EXCERPTED RECORDS:
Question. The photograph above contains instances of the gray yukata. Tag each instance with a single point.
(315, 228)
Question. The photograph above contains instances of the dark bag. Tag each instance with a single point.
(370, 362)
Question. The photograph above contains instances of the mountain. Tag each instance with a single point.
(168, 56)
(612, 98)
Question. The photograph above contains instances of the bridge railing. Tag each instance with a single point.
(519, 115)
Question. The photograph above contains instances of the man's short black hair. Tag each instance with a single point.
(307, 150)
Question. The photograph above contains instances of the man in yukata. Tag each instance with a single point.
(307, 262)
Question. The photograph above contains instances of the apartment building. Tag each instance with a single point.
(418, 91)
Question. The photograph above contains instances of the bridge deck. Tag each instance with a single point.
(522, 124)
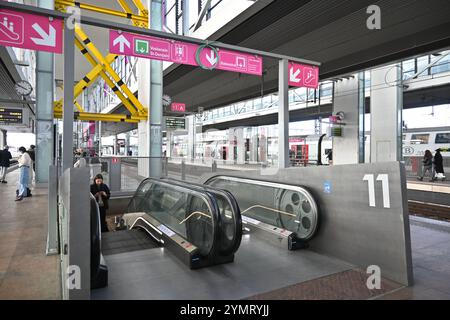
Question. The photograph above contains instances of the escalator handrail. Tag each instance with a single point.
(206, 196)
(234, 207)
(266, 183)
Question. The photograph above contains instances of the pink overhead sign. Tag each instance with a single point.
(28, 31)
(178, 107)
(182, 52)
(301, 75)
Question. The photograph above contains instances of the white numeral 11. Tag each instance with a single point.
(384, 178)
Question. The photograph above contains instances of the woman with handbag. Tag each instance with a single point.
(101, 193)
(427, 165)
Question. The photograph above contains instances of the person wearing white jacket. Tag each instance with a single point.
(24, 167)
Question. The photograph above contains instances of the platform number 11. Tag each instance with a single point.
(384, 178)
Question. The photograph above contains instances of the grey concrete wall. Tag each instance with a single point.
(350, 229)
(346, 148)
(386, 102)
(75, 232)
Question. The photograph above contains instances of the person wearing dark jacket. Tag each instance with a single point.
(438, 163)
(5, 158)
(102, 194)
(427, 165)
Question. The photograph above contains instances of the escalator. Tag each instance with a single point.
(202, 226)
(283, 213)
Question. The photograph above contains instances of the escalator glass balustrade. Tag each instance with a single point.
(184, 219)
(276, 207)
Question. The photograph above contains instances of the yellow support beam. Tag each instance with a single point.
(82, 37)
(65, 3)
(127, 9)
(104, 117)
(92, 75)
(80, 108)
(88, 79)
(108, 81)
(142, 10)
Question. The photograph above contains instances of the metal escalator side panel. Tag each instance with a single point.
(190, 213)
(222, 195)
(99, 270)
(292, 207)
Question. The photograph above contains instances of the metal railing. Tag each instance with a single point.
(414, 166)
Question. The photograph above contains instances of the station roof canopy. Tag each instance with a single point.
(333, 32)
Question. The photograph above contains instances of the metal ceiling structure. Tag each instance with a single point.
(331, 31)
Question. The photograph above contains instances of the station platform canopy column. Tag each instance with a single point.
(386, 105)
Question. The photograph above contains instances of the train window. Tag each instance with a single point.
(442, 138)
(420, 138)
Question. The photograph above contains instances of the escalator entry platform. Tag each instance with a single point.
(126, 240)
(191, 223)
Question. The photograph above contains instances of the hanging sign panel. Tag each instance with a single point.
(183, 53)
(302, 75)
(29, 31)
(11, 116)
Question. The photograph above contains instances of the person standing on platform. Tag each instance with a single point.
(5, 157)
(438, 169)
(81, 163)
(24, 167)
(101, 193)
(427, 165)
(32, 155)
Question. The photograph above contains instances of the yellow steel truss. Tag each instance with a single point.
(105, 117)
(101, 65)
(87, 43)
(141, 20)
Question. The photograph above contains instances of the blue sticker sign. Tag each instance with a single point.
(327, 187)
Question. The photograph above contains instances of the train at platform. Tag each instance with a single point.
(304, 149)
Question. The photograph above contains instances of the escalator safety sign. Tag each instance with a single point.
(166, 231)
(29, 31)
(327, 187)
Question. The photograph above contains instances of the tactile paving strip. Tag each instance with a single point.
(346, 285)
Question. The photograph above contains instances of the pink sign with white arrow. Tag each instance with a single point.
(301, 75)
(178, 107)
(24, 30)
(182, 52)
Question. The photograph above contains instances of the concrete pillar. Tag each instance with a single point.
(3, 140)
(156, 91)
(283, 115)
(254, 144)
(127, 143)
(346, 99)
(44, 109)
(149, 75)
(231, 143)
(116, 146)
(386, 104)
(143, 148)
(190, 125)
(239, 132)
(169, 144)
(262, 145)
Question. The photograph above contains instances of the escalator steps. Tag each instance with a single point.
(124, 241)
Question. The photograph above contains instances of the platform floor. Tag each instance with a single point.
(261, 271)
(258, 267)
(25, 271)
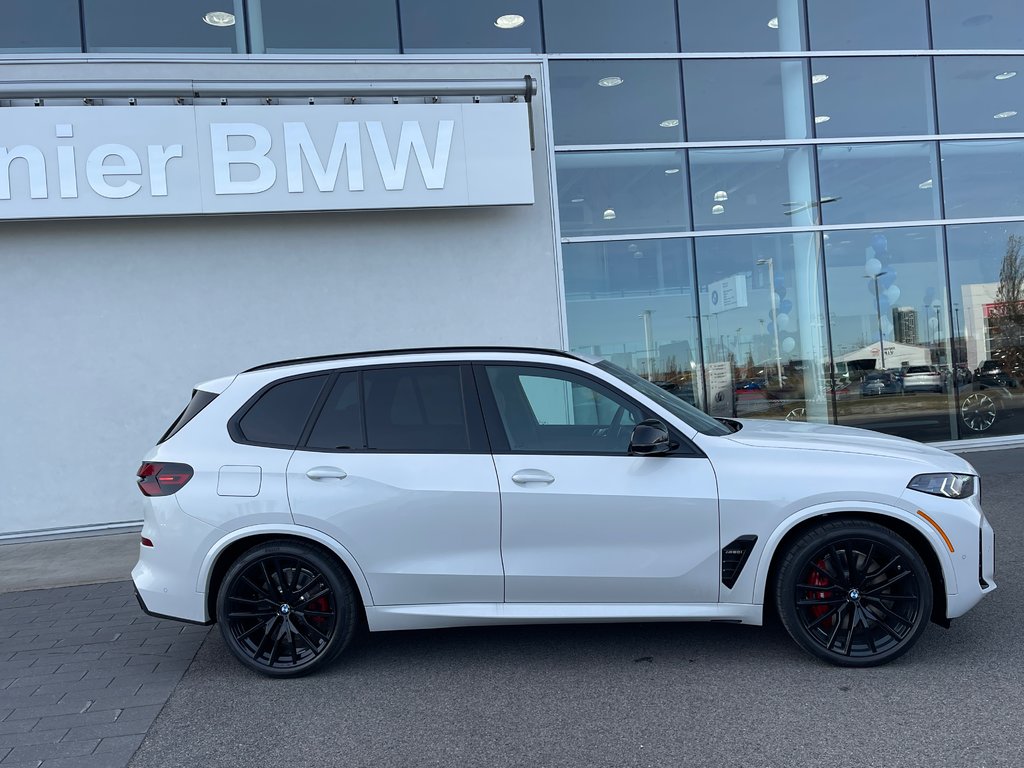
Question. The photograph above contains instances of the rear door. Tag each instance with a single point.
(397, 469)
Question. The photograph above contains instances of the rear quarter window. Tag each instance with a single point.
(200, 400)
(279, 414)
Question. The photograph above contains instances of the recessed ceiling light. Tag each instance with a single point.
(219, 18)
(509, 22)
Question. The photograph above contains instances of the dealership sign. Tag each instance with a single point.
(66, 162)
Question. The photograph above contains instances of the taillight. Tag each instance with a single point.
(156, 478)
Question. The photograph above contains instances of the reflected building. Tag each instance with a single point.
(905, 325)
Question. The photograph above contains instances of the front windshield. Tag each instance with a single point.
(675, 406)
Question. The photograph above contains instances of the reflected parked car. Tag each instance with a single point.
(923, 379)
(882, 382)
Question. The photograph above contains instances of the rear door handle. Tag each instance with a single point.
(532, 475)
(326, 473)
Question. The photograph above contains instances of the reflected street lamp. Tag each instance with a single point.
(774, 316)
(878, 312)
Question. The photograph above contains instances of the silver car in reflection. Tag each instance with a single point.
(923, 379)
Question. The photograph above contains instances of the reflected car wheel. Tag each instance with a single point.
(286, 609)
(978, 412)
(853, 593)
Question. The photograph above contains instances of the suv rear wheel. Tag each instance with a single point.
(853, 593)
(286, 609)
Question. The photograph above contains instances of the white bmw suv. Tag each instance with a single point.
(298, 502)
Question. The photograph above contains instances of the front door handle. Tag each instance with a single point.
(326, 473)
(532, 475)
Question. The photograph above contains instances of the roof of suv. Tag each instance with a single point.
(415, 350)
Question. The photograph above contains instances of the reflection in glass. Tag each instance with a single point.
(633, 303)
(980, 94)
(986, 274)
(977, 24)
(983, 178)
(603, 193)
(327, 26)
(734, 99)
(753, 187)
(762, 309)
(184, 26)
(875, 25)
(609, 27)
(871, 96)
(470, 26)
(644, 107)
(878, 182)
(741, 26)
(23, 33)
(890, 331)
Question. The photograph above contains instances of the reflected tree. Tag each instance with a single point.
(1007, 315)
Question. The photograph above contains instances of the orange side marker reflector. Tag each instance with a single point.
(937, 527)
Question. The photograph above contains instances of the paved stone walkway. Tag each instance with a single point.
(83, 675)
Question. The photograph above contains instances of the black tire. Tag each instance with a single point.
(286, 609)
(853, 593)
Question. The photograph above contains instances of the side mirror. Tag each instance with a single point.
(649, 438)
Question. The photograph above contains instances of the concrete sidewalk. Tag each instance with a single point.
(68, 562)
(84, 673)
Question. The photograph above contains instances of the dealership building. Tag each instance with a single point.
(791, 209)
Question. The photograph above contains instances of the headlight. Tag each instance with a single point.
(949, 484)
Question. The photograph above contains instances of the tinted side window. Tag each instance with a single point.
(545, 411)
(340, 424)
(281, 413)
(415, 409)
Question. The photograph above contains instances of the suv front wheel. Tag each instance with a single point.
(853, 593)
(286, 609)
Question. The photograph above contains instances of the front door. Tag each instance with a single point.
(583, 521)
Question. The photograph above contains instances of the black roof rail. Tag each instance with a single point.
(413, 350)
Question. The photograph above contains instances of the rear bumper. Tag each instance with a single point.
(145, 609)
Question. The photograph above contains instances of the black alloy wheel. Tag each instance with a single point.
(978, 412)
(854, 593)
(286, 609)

==

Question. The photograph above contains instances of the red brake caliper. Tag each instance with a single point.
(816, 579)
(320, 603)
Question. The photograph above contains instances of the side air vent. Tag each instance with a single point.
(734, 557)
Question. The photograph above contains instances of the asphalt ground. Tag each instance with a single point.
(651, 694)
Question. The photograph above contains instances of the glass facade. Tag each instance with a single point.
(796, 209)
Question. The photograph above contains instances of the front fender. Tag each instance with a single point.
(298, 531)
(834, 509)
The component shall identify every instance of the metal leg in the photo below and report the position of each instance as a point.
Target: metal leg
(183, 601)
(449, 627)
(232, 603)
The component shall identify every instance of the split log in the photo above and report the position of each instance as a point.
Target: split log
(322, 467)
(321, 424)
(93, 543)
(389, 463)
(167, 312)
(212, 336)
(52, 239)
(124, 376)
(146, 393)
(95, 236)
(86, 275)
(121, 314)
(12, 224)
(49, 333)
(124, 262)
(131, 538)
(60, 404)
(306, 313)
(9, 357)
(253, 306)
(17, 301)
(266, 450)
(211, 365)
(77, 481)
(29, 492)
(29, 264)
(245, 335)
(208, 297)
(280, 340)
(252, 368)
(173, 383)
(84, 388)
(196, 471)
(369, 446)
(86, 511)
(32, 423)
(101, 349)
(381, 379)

TASK GOAL:
Could you copy every line from the records that has "identify" in it?

SOLUTION FOR THIS PROBLEM:
The component shall identify every instance of the metal leg in the photo below and report the position of each instance as a point.
The component shall identify every instance of the split log in the photo above and report the position of each instance as a point.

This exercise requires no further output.